_TASK TO CARRY OUT_
Produce a faithful copy of the data, one that leaves out the pictures.

_RECORDS TO PROCESS_
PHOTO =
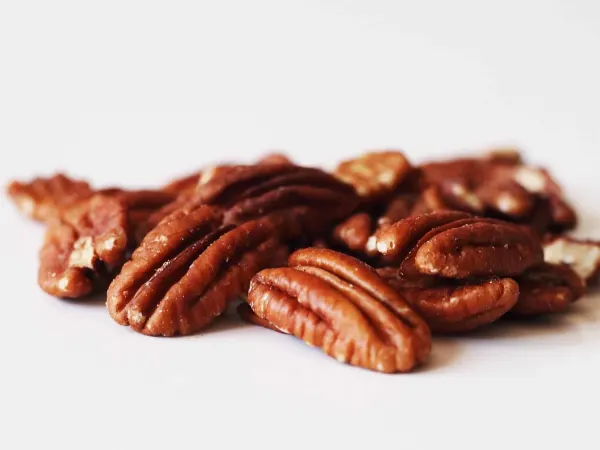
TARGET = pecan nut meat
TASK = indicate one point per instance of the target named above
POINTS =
(375, 174)
(546, 289)
(339, 304)
(459, 307)
(187, 270)
(447, 244)
(83, 248)
(43, 199)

_EXPECTED ANSWER_
PHOTO =
TARGET = pecan nut meat
TASK = indicate one point per instance of the target named above
POINTS =
(375, 174)
(546, 289)
(339, 304)
(459, 307)
(187, 270)
(447, 244)
(83, 248)
(43, 199)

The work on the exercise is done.